The request: How many lines of the listing below contain the string "book"? Reply with the number alone.

Data for the task:
start

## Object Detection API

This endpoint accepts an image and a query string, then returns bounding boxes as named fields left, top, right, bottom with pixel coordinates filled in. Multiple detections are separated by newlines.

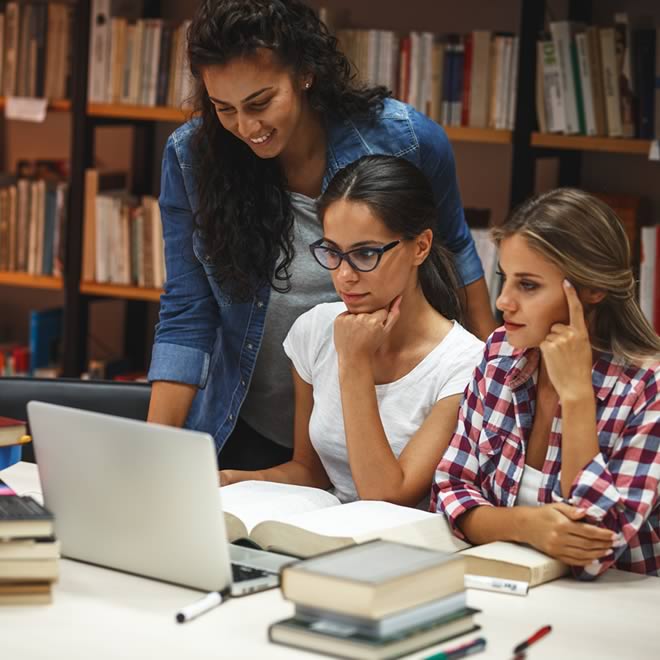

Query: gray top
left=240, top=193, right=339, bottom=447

end
start

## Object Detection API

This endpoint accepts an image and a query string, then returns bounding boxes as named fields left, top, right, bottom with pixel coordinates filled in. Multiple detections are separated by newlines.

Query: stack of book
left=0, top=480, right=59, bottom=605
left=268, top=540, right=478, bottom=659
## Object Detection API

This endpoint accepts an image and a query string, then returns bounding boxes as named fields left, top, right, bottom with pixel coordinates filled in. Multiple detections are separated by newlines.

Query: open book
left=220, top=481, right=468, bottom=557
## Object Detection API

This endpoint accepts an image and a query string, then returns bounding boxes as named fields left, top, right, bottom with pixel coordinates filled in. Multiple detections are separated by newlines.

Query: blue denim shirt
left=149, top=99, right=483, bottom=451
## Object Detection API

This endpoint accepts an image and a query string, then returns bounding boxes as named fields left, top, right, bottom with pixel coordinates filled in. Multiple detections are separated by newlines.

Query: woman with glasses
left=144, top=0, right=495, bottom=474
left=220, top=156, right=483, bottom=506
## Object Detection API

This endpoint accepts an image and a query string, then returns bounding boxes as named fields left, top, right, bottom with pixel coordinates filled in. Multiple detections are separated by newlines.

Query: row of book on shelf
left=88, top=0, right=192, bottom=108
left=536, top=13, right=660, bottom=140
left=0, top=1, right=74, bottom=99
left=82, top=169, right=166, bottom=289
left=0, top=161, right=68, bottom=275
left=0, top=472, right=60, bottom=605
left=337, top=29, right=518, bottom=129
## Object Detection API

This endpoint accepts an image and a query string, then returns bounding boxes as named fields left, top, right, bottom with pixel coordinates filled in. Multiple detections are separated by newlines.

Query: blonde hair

end
start

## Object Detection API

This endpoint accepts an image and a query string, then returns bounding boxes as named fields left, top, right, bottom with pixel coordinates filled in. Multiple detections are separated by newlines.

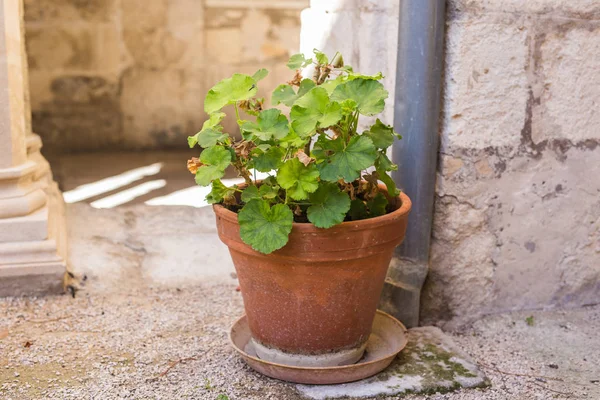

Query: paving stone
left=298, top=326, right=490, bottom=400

end

Solution for this problem: 3